TEXTO DE LECTURA:
'''
La receta del populismo –de todos los signos, ya que no hay uno solo– es simple y no difiere demasiado. Aun cuando cambien los nombres, el paisaje y los tiempos, primero hay que crear el paciente, dotarlo de un buen número de males y luego prometerle una cura que llegará a cuentagotas. En tanto, las desdichas se multiplican y los responsables de tanta desgracia son sindicados, según la época, como la derecha reaccionaria, la sinarquía, el imperialismo, el Departamento de Estado, los liberales o la izquierda extranjerizante... lo mismo da.
Lo que no cambia es la mecánica: primero hay que dotar al paciente de cierto grado de invalidez y luego se le suministra una muleta.
En nuestro país, abundan los ejemplos referidos a estas prácticas que han envilecido a todo el arco político –irónicamente, hasta los liberales hacen populismo–, mientras la Nación se desangra en una agonía de casi ocho décadas, sumida en un bucle que la hace retornar, una y otra vez, al punto de partida, con sus habitantes más pobres y desilusionados.
'''
CONTENIDO DE DATOS:
'''
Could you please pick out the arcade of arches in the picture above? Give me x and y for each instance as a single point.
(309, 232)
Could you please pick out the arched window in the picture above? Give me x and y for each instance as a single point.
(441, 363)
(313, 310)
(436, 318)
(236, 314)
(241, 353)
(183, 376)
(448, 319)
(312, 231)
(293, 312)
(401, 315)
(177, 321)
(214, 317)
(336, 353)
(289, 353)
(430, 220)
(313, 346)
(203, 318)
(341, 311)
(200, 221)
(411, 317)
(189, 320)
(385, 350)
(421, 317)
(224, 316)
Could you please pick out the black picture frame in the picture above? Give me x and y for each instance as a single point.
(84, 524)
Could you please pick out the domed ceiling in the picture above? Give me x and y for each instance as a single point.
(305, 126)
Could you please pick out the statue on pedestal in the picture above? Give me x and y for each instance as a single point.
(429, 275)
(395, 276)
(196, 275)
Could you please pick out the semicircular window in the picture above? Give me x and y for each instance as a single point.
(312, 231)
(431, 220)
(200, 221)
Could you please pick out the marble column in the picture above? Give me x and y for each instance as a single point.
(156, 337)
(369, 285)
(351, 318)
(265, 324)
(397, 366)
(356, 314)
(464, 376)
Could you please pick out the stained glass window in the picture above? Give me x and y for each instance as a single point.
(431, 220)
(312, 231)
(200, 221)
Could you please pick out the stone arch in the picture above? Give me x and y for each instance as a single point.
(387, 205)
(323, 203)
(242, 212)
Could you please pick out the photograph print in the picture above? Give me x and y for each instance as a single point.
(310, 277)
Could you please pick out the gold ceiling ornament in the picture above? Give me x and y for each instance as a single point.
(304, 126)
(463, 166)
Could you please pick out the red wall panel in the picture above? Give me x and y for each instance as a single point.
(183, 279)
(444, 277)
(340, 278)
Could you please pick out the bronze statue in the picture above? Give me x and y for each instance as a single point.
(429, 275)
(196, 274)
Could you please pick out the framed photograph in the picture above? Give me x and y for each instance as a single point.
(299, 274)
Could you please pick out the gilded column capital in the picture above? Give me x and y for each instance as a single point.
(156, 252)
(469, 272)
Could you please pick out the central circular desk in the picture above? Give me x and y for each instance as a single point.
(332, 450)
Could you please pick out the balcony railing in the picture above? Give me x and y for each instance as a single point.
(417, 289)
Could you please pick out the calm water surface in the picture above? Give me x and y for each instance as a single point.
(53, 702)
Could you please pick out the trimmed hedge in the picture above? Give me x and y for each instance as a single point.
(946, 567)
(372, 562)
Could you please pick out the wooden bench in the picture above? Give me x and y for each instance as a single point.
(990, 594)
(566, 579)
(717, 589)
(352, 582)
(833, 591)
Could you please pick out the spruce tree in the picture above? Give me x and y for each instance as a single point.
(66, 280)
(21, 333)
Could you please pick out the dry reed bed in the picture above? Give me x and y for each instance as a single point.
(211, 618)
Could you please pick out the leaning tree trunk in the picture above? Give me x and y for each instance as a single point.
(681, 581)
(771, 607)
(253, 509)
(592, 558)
'''
'''
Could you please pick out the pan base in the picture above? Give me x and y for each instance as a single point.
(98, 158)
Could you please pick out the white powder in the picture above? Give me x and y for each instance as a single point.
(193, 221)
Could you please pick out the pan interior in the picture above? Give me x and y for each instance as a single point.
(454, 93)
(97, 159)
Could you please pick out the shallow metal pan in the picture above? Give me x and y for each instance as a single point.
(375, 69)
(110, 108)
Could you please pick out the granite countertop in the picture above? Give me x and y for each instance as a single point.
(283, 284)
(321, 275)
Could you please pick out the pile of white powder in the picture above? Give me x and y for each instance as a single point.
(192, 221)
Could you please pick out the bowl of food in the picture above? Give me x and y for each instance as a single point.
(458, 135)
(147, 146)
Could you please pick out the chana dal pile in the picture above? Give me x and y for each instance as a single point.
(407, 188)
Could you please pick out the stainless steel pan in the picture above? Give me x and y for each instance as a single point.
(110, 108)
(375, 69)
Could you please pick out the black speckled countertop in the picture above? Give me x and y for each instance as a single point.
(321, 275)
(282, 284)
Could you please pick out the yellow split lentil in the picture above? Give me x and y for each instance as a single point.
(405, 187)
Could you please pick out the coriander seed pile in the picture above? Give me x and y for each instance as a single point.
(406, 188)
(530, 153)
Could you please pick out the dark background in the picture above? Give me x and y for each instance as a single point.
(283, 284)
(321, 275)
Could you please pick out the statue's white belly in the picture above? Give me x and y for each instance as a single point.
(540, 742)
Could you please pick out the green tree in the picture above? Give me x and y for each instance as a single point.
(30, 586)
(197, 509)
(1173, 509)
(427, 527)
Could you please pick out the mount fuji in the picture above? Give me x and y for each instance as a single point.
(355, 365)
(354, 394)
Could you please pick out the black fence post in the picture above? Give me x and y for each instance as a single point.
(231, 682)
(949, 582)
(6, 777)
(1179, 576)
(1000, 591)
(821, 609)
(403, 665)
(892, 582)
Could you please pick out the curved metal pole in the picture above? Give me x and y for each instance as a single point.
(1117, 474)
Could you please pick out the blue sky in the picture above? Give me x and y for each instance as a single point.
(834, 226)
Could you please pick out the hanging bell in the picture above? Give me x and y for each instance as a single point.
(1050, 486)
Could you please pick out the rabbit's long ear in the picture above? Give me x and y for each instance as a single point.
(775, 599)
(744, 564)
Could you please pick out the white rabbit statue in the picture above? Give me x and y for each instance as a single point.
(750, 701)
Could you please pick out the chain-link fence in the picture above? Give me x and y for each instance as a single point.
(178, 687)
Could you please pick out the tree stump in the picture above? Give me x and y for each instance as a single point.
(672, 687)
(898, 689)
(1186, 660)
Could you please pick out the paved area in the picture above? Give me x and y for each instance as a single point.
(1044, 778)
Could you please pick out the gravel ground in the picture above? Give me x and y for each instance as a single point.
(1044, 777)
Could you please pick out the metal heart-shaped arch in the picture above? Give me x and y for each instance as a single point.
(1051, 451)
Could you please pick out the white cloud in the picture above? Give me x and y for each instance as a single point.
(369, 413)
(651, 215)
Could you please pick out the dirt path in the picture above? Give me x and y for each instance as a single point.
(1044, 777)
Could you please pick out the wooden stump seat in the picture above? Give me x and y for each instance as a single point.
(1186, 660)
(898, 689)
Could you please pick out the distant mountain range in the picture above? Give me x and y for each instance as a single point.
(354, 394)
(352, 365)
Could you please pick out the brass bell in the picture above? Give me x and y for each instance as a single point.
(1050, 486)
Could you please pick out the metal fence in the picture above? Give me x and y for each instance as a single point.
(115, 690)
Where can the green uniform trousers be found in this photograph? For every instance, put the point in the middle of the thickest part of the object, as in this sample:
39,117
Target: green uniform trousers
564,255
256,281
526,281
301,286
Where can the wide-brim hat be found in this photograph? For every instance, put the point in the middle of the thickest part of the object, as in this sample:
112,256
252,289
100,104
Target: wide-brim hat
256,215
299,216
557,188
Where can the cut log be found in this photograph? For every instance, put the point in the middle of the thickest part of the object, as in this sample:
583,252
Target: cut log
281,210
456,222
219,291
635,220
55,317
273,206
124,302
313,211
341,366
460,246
'''
CONSIGNA 1: Reproduce textualmente el pasaje del texto sobre el populismo que comienza con "En nuestro país, abundan" y continúa hasta "pobres y desilusionados.".
CONSIGNA 2: Escribe la parte que sigue al texto sobre el populismo, empezando después de su última oración.

RESPUESTA 1:
En nuestro país, abundan los ejemplos referidos a estas prácticas que han envilecido a todo el arco político –irónicamente, hasta los liberales hacen populismo–, mientras la Nación se desangra en una agonía de casi ocho décadas, sumida en un bucle que la hace retornar, una y otra vez, al punto de partida, con sus habitantes más pobres y desilusionados.

RESPUESTA 2:
Por si hiciera falta graficar la receta aplicada, basta con echarle un vistazo a la provincia de Santiago del Estero, una de las dos o tres más atrasadas del país, pese a los recursos que allí se vuelcan. La dinastía de los Zamora, que hace años reemplazó a la de los Juárez para que todo siguiera igual, decidió bajar de manera significativa las tarifas eléctricas mientras duplica los planes sociales, tras anunciar el pago de un bono extraordinario nada despreciable a los empleados públicos locales. Empleo que es la única oferta, cuando el sector privado alcanza, como en tantos otros escenarios, un desarrollo escaso.
Podría aducirse que el Gobierno de esa provincia está mostrando una gran sensibilidad, siempre que no se considere que se pueden realizar esos gestos porque la masa salarial impacta poco y nada en las arcas provinciales. En otras palabras, que se paga poco y un regalo anual no modifica la cuestión de fondo. O que se puede bajar el precio de la energía o duplicar planes sociales a caballo de un sistema de coparticipación que privilegia a las provincias que nada hacen para salir del marasmo, mientras se ajusta a las que sí producen, y se vuelcan recursos extraordinarios que otros no habrán de percibir, por su lejanía con el poder de turno.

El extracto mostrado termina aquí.